[Dataset rows showing where objects appear]

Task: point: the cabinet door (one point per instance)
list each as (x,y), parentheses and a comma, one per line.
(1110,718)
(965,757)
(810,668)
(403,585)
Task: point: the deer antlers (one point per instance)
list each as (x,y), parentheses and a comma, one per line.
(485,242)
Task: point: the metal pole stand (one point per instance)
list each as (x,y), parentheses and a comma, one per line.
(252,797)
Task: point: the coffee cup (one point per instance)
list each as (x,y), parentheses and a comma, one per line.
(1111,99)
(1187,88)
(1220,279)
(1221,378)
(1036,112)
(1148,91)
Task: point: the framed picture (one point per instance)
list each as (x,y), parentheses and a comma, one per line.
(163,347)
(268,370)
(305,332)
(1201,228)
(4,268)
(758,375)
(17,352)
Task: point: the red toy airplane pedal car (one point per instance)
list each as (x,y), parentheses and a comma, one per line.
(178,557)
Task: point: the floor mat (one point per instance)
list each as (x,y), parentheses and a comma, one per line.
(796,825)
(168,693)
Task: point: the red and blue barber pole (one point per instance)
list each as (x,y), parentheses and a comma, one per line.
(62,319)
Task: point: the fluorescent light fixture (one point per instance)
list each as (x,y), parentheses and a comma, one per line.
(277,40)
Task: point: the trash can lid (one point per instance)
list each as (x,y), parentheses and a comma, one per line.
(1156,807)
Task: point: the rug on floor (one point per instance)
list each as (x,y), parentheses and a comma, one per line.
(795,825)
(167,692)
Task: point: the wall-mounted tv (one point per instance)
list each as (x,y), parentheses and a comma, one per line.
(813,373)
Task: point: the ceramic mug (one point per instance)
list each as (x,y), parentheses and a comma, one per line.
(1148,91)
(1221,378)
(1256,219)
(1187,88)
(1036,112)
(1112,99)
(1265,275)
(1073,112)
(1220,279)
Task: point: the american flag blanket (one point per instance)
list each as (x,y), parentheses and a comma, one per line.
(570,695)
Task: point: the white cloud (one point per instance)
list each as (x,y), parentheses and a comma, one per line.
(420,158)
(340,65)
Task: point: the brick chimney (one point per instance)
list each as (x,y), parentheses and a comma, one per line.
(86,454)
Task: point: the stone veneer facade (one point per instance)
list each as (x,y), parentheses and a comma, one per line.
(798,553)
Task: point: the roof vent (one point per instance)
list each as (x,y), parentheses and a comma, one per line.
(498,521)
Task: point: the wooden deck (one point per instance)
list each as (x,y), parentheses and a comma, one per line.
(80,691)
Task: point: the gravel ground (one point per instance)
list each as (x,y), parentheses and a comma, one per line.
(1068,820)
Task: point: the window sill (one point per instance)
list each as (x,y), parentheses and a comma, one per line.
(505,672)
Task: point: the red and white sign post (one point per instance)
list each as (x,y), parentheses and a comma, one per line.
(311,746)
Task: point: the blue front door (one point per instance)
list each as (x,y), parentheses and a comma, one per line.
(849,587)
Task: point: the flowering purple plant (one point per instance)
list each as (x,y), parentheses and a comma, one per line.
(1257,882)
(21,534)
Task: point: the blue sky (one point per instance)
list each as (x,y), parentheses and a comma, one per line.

* **Directive**
Rewrite all of the records above, putting "one point for each instance" wherever "one point per instance" occurs and keeping everything else the same.

* **Task output**
Task: point: the cabinet door (one point for each instance)
list each as (x,y), parentheses and a comma, one per line.
(1110,718)
(965,757)
(810,668)
(403,585)
Task: point: the deer antlers (one point for each instance)
list each as (x,y), parentheses and a comma, one per line.
(485,242)
Task: point: the metal pole stand (one point for each instance)
list each as (x,y), parentheses and a comma, one per line.
(252,797)
Task: point: the coffee cup (one point for each instance)
list each as (x,y), parentheses and a comma, one per line.
(1111,99)
(1187,88)
(1220,279)
(1221,378)
(1036,112)
(1148,91)
Task: point: the framed picture (one point for each instance)
list each as (x,y), parentheses and a comma, one per line.
(163,347)
(268,370)
(305,332)
(1201,228)
(4,268)
(758,375)
(17,352)
Task: point: the red toy airplane pedal car (one point for each instance)
list each as (x,y), parentheses and a comma, one per line.
(178,557)
Task: point: the floor mat (one point for each instance)
list each as (x,y), parentheses and a comma, one per line.
(796,825)
(168,693)
Task: point: the red and blue barber pole (one point for each instance)
list each as (x,y), parentheses and a comma, one per line.
(62,319)
Task: point: the fluorescent light fixture (one point for each instance)
list each as (x,y), parentheses and a comma, one per line.
(277,40)
Task: point: the trash can lid (one point for each instance)
list each as (x,y), parentheses and a comma, one per line.
(1156,807)
Task: point: the rug on floor (one point for each instance)
list each as (x,y), parentheses and a comma, one per line.
(795,825)
(167,692)
Task: point: the wall-mounted tv (one point for each instance)
list each as (x,y), parentheses and a comma, one per line.
(813,373)
Task: point: the ceramic mug (one point for each instance)
list each as (x,y), parentheses and a comma, one per line.
(1148,91)
(1221,378)
(1256,219)
(1187,88)
(1036,112)
(1112,99)
(1265,275)
(1073,112)
(1220,279)
Task: point: the american flag blanket (one point for each instance)
list each as (x,y), parentheses and a comma, one per line.
(570,695)
Task: point: the white cloud (one point for each instance)
list each as (x,y), parentheses and a comma, one per line.
(420,158)
(340,65)
Task: point: the brick chimney (one point for each instance)
list each as (x,y), parentheses and a comma, one per line.
(86,454)
Task: point: the stone veneer facade (one point for each instance)
list each as (x,y), parentheses and a comma, one per line.
(798,553)
Task: point: the roof vent (one point for each instance)
list each as (x,y), parentheses and a comma, one per line.
(498,521)
Task: point: the wooden deck (one point for each instance)
list each as (x,y), parentheses and a comma, one per line.
(80,691)
Task: point: the gravel ground (one point for each instance)
list each as (x,y), parentheses and a comma, one per line.
(1068,820)
Task: point: the window sill (one point for each instance)
list each as (x,y), parentheses and a comma, one per line.
(505,672)
Task: point: the red and white sign post (one point for each instance)
list each as (x,y), parentheses and a comma, one per line.
(311,746)
Task: point: the blue front door (one point for each instance)
list each as (x,y), parentheses and a comma, one per line.
(849,587)
Task: point: the flowering purple plant (one point for each instance)
list each as (x,y), parentheses and a comma, one per line.
(1257,882)
(21,534)
Task: point: the blue sky (one point for each instance)
list each as (x,y), parentheses and a comma, one per line.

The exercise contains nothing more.